● Short problem a:
In the news excerpt, swap "Granite State" for "Bay State" and write out the passage, beginning at the words "Boston Globe: N.H." and stopping after "in New Hampshire.".

● Passage to read:
========================

Boston Globe: N.H. still not showing up on Palin’s radar
Sarah Palin seems to be everywhere these days. She stars on her reality TV series, pontificates on the Fox News Channel, tours the country making speeches and endorsements, and conspicuously cheers her daughter’s appearances on “Dancing with the Stars.’’ But as Palin launched a book tour this week in what is widely seen as a test run for a presidential bid, one stop is notably missing: the first-primary state of New Hampshire. Palin’s decision to bypass the Granite State — as she did during this year’s elections and on a book tour last year — has surprised those who monitor prospective candidates for telltale clues of presidential intentions. And many possible contenders are already making multiple stops in New Hampshire.
CNN: Senator pushes bill to allow states to opt out of health care law
A leading advocate of states' ability to opt out of federal health care mandates told CNN's "Parker Spitzer" show on Tuesday that a recent bill he co-authored would foster bipartisanship and "encourage innovation [in health-care] right out of the gate." Democrat Senator Ron Wyden joined Republican Scott Brown in introducing the "Empower States to Innovate Act" last week. It would alter the current health bill to allow states to opt-out of federal mandates by 2014 if they are able to satisfy the level of services and coverage provided under existing federal law.

========================

[Stored items from a collection]
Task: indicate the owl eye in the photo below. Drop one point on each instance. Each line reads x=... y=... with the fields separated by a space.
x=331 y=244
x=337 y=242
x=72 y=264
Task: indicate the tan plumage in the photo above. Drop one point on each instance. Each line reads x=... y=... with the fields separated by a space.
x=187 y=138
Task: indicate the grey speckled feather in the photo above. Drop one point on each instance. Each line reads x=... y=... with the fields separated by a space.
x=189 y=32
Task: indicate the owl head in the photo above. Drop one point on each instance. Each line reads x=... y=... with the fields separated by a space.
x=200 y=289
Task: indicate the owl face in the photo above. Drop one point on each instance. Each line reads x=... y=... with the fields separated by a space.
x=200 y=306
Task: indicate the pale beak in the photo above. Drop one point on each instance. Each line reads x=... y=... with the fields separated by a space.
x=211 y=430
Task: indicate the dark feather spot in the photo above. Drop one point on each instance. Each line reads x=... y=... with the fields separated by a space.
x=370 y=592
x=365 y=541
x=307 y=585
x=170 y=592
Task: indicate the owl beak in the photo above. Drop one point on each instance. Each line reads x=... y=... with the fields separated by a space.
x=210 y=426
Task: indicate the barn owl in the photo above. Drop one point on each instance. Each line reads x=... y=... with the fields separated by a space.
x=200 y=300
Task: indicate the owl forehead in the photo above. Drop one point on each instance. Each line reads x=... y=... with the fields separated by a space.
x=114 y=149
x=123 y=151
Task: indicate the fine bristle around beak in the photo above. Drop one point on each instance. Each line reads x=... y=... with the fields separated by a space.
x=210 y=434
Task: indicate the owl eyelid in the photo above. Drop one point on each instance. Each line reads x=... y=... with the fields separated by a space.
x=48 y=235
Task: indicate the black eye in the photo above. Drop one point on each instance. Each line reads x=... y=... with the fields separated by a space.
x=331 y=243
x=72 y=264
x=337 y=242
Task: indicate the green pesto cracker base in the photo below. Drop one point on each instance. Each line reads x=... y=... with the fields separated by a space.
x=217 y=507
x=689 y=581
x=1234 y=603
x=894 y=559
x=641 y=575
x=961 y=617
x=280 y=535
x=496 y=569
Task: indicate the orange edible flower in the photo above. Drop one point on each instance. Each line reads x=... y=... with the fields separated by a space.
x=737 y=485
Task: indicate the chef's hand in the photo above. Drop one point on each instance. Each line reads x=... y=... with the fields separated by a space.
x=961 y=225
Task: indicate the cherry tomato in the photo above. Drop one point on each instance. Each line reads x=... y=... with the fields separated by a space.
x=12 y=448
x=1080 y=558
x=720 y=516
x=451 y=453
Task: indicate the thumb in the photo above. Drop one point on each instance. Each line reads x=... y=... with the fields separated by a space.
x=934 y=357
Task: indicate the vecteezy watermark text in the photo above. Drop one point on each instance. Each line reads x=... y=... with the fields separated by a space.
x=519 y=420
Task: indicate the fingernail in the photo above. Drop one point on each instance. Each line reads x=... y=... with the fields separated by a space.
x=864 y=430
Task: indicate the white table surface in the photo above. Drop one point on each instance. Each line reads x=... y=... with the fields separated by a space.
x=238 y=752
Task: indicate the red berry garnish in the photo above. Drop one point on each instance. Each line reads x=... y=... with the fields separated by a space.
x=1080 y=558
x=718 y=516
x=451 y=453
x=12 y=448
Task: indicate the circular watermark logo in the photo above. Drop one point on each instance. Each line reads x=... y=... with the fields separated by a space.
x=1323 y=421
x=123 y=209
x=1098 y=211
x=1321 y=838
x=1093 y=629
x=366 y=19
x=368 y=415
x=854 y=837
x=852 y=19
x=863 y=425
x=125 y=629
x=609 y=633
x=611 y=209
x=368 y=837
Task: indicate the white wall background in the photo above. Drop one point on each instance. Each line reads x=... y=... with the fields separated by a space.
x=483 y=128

========================

● Short problem b:
Put the rows into a numbered list, beginning at the line that contains "Task: indicate the tan" and stopping after the line that contains "x=200 y=300". Leave out blank lines.

● Finished answer a:
Boston Globe: N.H. still not showing up on Palin’s radar
Sarah Palin seems to be everywhere these days. She stars on her reality TV series, pontificates on the Fox News Channel, tours the country making speeches and endorsements, and conspicuously cheers her daughter’s appearances on “Dancing with the Stars.’’ But as Palin launched a book tour this week in what is widely seen as a test run for a presidential bid, one stop is notably missing: the first-primary state of New Hampshire. Palin’s decision to bypass the Bay State — as she did during this year’s elections and on a book tour last year — has surprised those who monitor prospective candidates for telltale clues of presidential intentions. And many possible contenders are already making multiple stops in New Hampshire.

● Finished answer b:
1. Task: indicate the tan plumage in the photo above. Drop one point on each instance. Each line reads x=... y=... with the fields separated by a space.
2. x=187 y=138
3. Task: indicate the grey speckled feather in the photo above. Drop one point on each instance. Each line reads x=... y=... with the fields separated by a space.
4. x=189 y=32
5. Task: indicate the owl head in the photo above. Drop one point on each instance. Each line reads x=... y=... with the fields separated by a space.
6. x=200 y=289
7. Task: indicate the owl face in the photo above. Drop one point on each instance. Each line reads x=... y=... with the fields separated by a space.
8. x=200 y=306
9. Task: indicate the pale beak in the photo above. Drop one point on each instance. Each line reads x=... y=... with the fields separated by a space.
10. x=211 y=430
11. Task: indicate the dark feather spot in the photo above. Drop one point on each instance. Each line reads x=... y=... with the fields separated by a space.
12. x=370 y=592
13. x=365 y=541
14. x=307 y=585
15. x=170 y=592
16. Task: indicate the owl beak in the photo above. Drop one point on each instance. Each line reads x=... y=... with the fields separated by a space.
17. x=210 y=426
18. Task: indicate the barn owl in the photo above. Drop one point on each instance. Each line reads x=... y=... with the fields separated by a space.
19. x=200 y=300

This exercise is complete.